## Текст документа:
Культурная эволюция
Интервью с Вовой Воротневым

— На твой взгляд, каковы современные критерии успешности художника?
— Понятие успешности — это исключительно маркетинговый эффект, и потому оно находится вне художественной практики. Это в классической модели художнику надо стать мэтром — и тогда ему обеспечено признание, в американской модели ты можешь его получить здесь и сейчас.
Запрос на звезд существует у публики. Как говорил Ролан Барт, люди любят символы и любят, когда могут их считывать. Потому публика так или иначе может упаковать кого угодно в формат звезды, потому что так легче думать, считывать информацию. Но с позиции инсайдера это очень искусственное явление.
художник такой же работник, только производит он специфический продукт
Важно понимать и восприятие художника в постсоветском контексте. На Западе публику интересует скорее искусство, а художник интересен как человек, который это искусство делает. А у нас, наоборот, больше фокусируются на художнике. Вообще, в нашей восточноевропейской культуре художник — это такой юродивый. А если на такое восприятие накладывается описанный американский образец, выходит этакий мутант. Потому у нас "звездность" на более пошлом уровне, чем на Западе. К тому же там неважно, кто ты: бизнесмен, дизайнер, художник. Это все сравнимые величины. У нас же роль художника мистифицируется: многими она все еще воспринимается, как нечто от Бога. Хотя художник такой же работник, только производит он специфический продукт.
— Очерчивая мировую сцену искусства, ты используешь слово Запад. Можем ли мы говорить так о довольно эклектичном сообществе?
— Западом я называю, конечно, не географический, а культурный конструкт. Ты можешь жить в Каире, быть западным художником и выставляться в галерее "Тейт Модерн" Но существует еще и этический вызов: ты не можешь, живя в Каире, не реагировать на то, что там происходит. Точно так же ты не можешь, живя в Киеве, не реагировать на то, что происходит здесь, и обслуживать при этом не столько чужой, сколько просто далекий дискурс мирового искусства.
— Этот мировой процесс, впрочем, как раз и складывается из локальных историй. Взять, к примеру, твой последний проект в варшавской галерее Czułość.
— Он локально окрашен по содержанию, но в целом космополитичен. Такие же фото мог снять человек из любой другой страны. Когда я снимал на Майдане, то совершенно не претендовал на документальный, всеохватывающий взгляд. Там можно было встретить множество фотографов из разных стран, репортеров, которые работают в горячих точках. Мы снимали одно и то же явление, и наш подход, если не считать индивидуального видения, ничем не отличался.

## Строки данных:
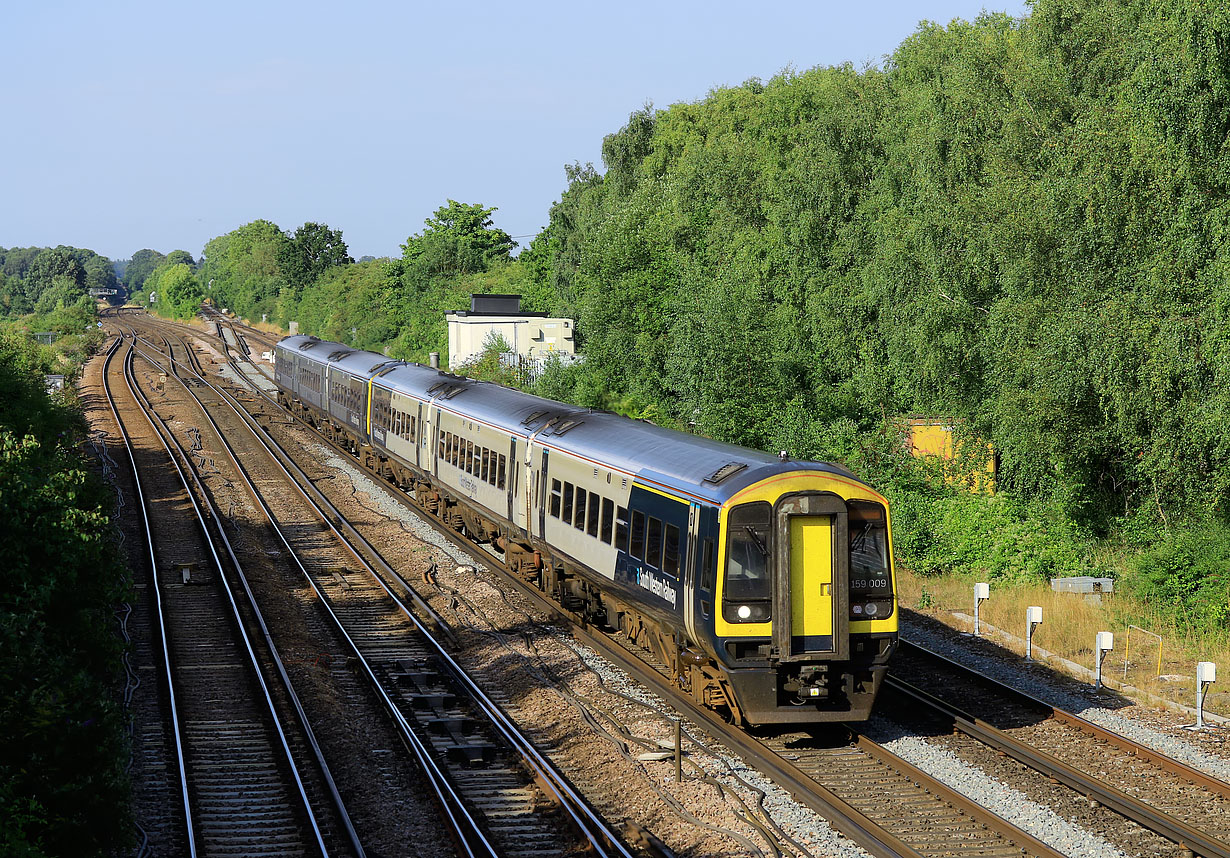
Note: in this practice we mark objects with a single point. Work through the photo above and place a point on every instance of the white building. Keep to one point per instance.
(530, 334)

## Цель задания:
Какие занятия интервью называет сравнимыми величинами на Западе? Перечислите все.

## Ответ к заданию:
Бизнесмен, дизайнер, художник.